* Begin Data extract *

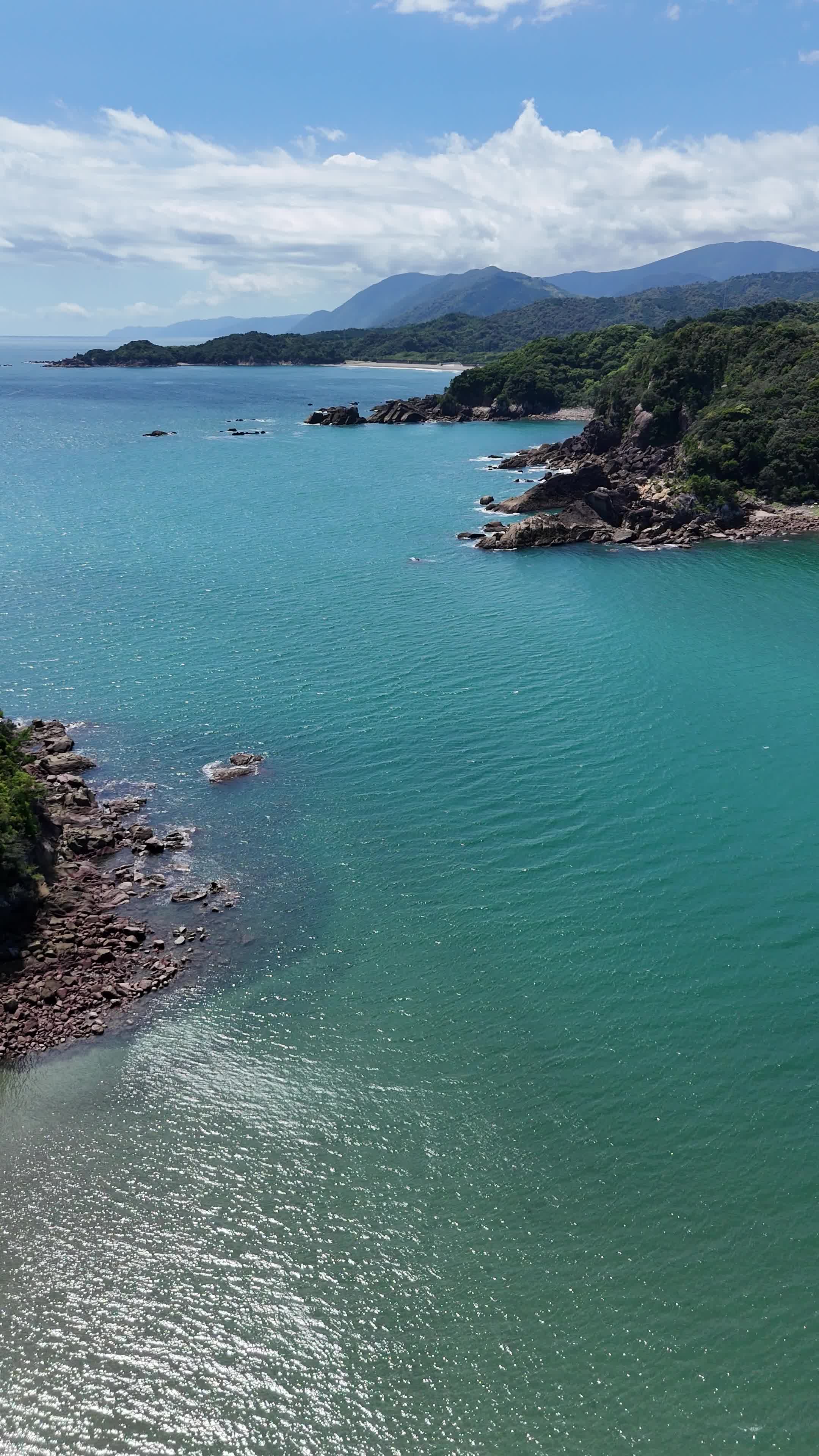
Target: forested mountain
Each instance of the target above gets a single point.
(420, 298)
(710, 264)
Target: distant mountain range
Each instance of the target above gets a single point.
(411, 299)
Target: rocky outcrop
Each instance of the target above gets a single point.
(605, 488)
(240, 766)
(419, 411)
(342, 416)
(554, 491)
(82, 965)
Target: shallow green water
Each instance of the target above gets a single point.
(499, 1132)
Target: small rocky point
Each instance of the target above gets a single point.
(238, 766)
(336, 416)
(75, 966)
(602, 488)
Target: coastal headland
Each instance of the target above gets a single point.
(627, 497)
(74, 957)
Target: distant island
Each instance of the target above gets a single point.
(482, 292)
(704, 428)
(460, 336)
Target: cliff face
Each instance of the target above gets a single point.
(27, 833)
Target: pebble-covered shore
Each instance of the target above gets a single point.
(86, 959)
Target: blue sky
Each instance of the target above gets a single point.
(222, 200)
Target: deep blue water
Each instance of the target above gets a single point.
(492, 1125)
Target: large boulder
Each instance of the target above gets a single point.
(66, 764)
(336, 416)
(234, 771)
(550, 494)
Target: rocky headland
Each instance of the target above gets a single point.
(599, 488)
(426, 408)
(74, 956)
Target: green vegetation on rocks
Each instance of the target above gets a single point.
(19, 819)
(549, 373)
(739, 391)
(460, 337)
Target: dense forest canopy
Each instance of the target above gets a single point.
(549, 373)
(741, 391)
(468, 340)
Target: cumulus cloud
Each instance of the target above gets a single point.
(288, 225)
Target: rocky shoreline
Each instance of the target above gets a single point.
(75, 967)
(435, 408)
(601, 490)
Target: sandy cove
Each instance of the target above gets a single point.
(83, 960)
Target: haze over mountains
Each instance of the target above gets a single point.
(406, 299)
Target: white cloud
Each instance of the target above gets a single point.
(482, 12)
(140, 311)
(226, 223)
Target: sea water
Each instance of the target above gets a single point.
(490, 1123)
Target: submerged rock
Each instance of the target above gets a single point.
(234, 771)
(336, 416)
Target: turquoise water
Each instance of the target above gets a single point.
(493, 1126)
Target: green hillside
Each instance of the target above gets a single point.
(465, 338)
(550, 372)
(741, 391)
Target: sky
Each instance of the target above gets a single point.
(178, 161)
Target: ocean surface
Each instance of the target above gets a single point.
(492, 1123)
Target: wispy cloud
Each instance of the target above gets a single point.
(483, 12)
(225, 223)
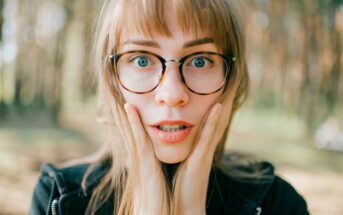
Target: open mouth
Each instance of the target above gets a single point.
(171, 131)
(172, 128)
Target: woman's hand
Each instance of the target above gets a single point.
(197, 167)
(150, 188)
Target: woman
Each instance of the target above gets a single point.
(171, 74)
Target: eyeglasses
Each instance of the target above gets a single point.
(202, 73)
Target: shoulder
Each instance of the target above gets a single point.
(64, 186)
(282, 198)
(255, 186)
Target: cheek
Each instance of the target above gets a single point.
(203, 104)
(141, 102)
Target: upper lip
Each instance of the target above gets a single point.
(172, 122)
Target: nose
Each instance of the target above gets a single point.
(171, 90)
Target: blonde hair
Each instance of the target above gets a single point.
(219, 19)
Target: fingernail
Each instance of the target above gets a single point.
(126, 107)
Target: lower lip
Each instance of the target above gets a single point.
(171, 136)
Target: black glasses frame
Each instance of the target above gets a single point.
(114, 58)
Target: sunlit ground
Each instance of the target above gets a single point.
(276, 137)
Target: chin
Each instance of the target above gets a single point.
(171, 154)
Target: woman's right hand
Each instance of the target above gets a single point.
(149, 188)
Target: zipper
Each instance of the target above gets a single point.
(258, 211)
(54, 206)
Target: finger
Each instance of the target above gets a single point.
(205, 141)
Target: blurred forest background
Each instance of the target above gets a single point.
(294, 117)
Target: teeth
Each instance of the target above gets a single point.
(171, 128)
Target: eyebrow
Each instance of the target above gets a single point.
(143, 43)
(156, 45)
(198, 42)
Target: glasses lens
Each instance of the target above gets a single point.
(205, 72)
(139, 72)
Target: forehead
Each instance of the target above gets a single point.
(170, 20)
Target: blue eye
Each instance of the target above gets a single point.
(142, 61)
(201, 62)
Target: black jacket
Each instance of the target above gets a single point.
(60, 190)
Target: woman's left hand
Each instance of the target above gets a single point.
(197, 167)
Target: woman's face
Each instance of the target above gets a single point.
(171, 114)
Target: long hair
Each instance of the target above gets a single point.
(221, 20)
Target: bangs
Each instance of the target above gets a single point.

* End Data extract *

• _Work to do_: Update the records from the line with "Target: haze over mountains" to the line with "(490, 1123)" by replacing "sea water" with "ocean water", keeping everything else unchanged. Give back only those lines.

• _Response below_:
Target: haze over mountains
Each instance of the target above gets a single point.
(406, 299)
Target: white cloud
Each instance of the target above gets a single point.
(482, 12)
(140, 311)
(226, 223)
Target: ocean water
Each instance of the target above gets a single point.
(490, 1123)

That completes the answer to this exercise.